*SOURCE RECORDS:*
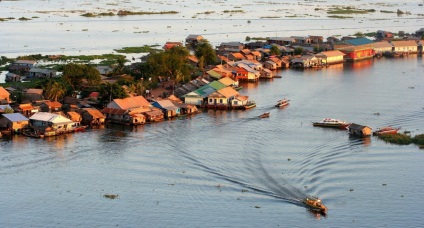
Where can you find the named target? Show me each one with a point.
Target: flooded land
(223, 168)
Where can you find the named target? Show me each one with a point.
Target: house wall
(193, 100)
(335, 59)
(406, 49)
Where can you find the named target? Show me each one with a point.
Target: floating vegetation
(111, 196)
(142, 49)
(387, 11)
(339, 17)
(399, 139)
(233, 11)
(269, 17)
(126, 13)
(24, 19)
(350, 10)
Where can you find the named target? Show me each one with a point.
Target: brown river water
(231, 168)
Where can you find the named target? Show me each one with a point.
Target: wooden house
(50, 106)
(13, 121)
(382, 47)
(193, 40)
(51, 124)
(22, 66)
(265, 73)
(168, 45)
(331, 57)
(230, 47)
(245, 74)
(236, 57)
(41, 73)
(92, 117)
(281, 40)
(129, 110)
(221, 99)
(168, 108)
(154, 115)
(304, 61)
(406, 46)
(26, 109)
(4, 96)
(270, 65)
(74, 116)
(302, 39)
(359, 130)
(11, 77)
(33, 94)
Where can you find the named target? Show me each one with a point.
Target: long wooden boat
(32, 133)
(331, 123)
(315, 204)
(282, 103)
(265, 115)
(386, 131)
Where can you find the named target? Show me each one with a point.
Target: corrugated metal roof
(228, 92)
(15, 117)
(3, 92)
(332, 53)
(50, 117)
(405, 43)
(217, 85)
(359, 41)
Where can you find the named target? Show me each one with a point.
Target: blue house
(168, 108)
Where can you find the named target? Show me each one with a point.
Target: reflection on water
(167, 173)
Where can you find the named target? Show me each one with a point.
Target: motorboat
(265, 115)
(386, 131)
(332, 123)
(282, 103)
(315, 204)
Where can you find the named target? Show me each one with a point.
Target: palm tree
(54, 90)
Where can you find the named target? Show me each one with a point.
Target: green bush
(400, 139)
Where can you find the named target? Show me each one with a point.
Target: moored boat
(386, 131)
(282, 103)
(332, 123)
(265, 115)
(315, 204)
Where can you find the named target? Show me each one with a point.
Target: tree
(170, 63)
(110, 91)
(54, 90)
(75, 74)
(274, 50)
(298, 51)
(204, 49)
(120, 60)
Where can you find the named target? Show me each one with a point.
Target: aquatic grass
(142, 49)
(399, 139)
(126, 13)
(339, 17)
(350, 10)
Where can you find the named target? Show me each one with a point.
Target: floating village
(46, 111)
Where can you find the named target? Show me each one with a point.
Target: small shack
(359, 130)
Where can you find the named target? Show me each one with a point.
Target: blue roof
(15, 117)
(359, 41)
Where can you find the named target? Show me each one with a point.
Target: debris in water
(111, 196)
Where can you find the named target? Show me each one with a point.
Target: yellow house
(332, 57)
(406, 46)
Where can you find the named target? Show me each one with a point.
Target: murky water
(231, 168)
(57, 27)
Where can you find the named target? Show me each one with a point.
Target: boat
(265, 115)
(282, 103)
(332, 123)
(315, 204)
(32, 133)
(386, 131)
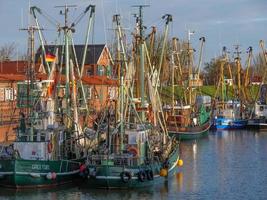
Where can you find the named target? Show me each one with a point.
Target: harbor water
(223, 165)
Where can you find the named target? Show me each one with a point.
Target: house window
(2, 94)
(90, 71)
(111, 93)
(100, 70)
(89, 93)
(9, 95)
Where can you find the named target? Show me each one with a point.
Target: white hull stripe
(41, 174)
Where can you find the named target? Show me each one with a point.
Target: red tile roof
(16, 71)
(99, 80)
(13, 67)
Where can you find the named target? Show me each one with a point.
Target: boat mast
(189, 64)
(33, 11)
(116, 19)
(142, 58)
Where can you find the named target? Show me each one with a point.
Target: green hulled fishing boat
(49, 148)
(134, 152)
(188, 117)
(185, 126)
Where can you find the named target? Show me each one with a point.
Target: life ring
(133, 150)
(166, 164)
(49, 147)
(126, 177)
(92, 173)
(149, 174)
(16, 154)
(141, 176)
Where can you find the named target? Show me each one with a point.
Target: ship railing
(118, 160)
(39, 137)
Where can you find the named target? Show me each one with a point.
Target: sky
(221, 22)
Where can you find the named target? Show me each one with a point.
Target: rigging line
(104, 20)
(49, 18)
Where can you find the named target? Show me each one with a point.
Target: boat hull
(229, 123)
(257, 124)
(18, 173)
(110, 176)
(190, 133)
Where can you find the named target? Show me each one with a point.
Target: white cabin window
(2, 94)
(89, 93)
(9, 96)
(111, 93)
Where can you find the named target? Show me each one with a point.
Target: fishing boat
(188, 119)
(186, 126)
(134, 152)
(229, 114)
(229, 117)
(49, 148)
(258, 116)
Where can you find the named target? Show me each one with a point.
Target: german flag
(49, 57)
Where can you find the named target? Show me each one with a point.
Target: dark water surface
(225, 165)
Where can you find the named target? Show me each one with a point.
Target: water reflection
(225, 165)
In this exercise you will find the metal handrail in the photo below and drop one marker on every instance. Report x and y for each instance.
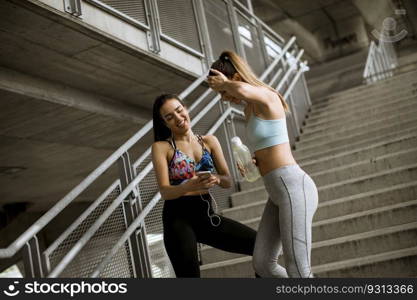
(90, 232)
(76, 191)
(139, 220)
(265, 26)
(131, 186)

*YOUR TASK:*
The reply should contain all of the data above, word for word, with no pictures.

*ANSWER BELOW:*
Where can you find the named target? Show me each one with a point.
Target: flooded land
(223, 168)
Where can you find the named target? Show me each one with a point.
Target: house wall
(193, 100)
(335, 59)
(406, 49)
Where can you find the named target? Show me each one with a point.
Target: floating vegetation
(111, 196)
(142, 49)
(387, 11)
(339, 17)
(399, 139)
(233, 11)
(269, 17)
(126, 13)
(24, 19)
(350, 10)
Where can you find the named target? Show me each one with a point.
Target: brown river water
(231, 168)
Where can you find the named target? Show me each one with a point.
Target: wooden house
(50, 106)
(13, 121)
(382, 47)
(193, 40)
(51, 124)
(22, 66)
(265, 73)
(168, 45)
(331, 57)
(230, 47)
(245, 74)
(236, 57)
(41, 73)
(92, 117)
(281, 40)
(129, 110)
(221, 99)
(168, 108)
(154, 115)
(304, 61)
(406, 46)
(26, 109)
(4, 96)
(270, 65)
(74, 116)
(302, 39)
(359, 130)
(11, 77)
(33, 94)
Where can you find the named target? Show me each one with a point.
Target: long wooden boat
(32, 133)
(331, 123)
(315, 204)
(282, 103)
(265, 115)
(386, 131)
Where can you find the named target? Show me each one with a point.
Target: corrugated metal roof
(228, 92)
(15, 117)
(3, 92)
(332, 53)
(50, 117)
(405, 43)
(217, 85)
(359, 41)
Where can you find the named target? Show me each one with a point.
Target: blue house
(168, 108)
Where can you find the named target? Show me each one with a point.
Target: reflection on water
(167, 173)
Where can you find the named target? Show me each one with a point.
Target: motorboat
(265, 115)
(386, 131)
(332, 123)
(282, 103)
(315, 204)
Where can you find the named target? Show me each one with a point.
Target: palm tree
(54, 90)
Where can you find the named target? Show me each one with a point.
Target: green bush
(400, 139)
Where can you find the named target? Show me each one with a point.
Target: moored boat
(386, 131)
(282, 103)
(332, 123)
(265, 115)
(315, 204)
Where can you find the named target? Show me each one with a point.
Target: tree
(170, 63)
(110, 91)
(54, 90)
(75, 74)
(274, 50)
(298, 51)
(204, 49)
(120, 60)
Where can you find the named target? Show me each one with a point.
Target: aquatic grass
(142, 49)
(399, 139)
(126, 13)
(339, 17)
(350, 10)
Where can you find the named target? Show me each one with a point.
Target: floating village
(46, 111)
Where can you find the named target? Show me each one with a point.
Target: small shack
(359, 130)
Where can you find the named target? Show me each one with a point.
Target: blue roof
(15, 117)
(359, 41)
Where can you find the named target? Show me each one with a point.
Target: debris in water
(111, 196)
Where can you find the named target? Show me each one with a point.
Target: yellow house
(332, 57)
(406, 46)
Where can you find the named target? Show me each one with a point.
Target: murky water
(231, 168)
(57, 27)
Where can you find the named target? Show me each one with a point.
Target: boat
(265, 115)
(282, 103)
(332, 123)
(315, 204)
(32, 133)
(386, 131)
Where can you find the named target? Show me each one with a point.
Target: harbor water
(223, 165)
Where can you find the named target? Show me each one with a point.
Target: house window
(2, 94)
(90, 71)
(111, 93)
(100, 70)
(89, 93)
(9, 95)
Where can you find the named target? Show me each one with a point.
Target: white hull stripe
(41, 174)
Where can you find the named target? Show me each one with a point.
Target: red tile roof
(16, 71)
(99, 80)
(13, 67)
Where can you find the named target? Show me each one with a point.
Target: boat mast
(189, 64)
(33, 11)
(116, 19)
(142, 58)
Where can you find the named target? Show me each one with a point.
Target: green hulled fishing boat
(49, 148)
(134, 152)
(188, 117)
(185, 126)
Where can you find the named target? Show me each one with a point.
Target: life ring
(133, 150)
(166, 164)
(49, 147)
(126, 177)
(92, 173)
(149, 174)
(16, 154)
(141, 176)
Where can you find the named target? Show me each one with a point.
Target: ship railing
(118, 160)
(39, 137)
Where can you find the named target? Show me each one with a point.
Target: sky
(221, 22)
Where can you find the named target? Show me each one with a point.
Target: rigging line
(104, 20)
(49, 18)
Where can you find the named target? Show me each one with a point.
Target: boat hull
(229, 123)
(257, 124)
(18, 173)
(110, 176)
(190, 133)
Where can you find the named target? Show me each one with a point.
Target: white cabin window
(2, 94)
(89, 93)
(9, 96)
(111, 93)
Where can you find the named target? Show me each one with a point.
Target: fishing boat
(188, 119)
(186, 126)
(134, 152)
(229, 114)
(229, 117)
(49, 148)
(258, 116)
Where can you find the named target? Show me each one with a point.
Target: german flag
(49, 57)
Where can you find the named target? Show me each one with a point.
Target: dark water surface
(225, 165)
Where can you find the named target? Show me each one with a point.
Target: water reflection
(225, 165)
In this exercise you will find the metal handrail in the photo below and drop one marker on every instance. Report x and y for each instance.
(90, 232)
(76, 191)
(139, 220)
(265, 26)
(131, 186)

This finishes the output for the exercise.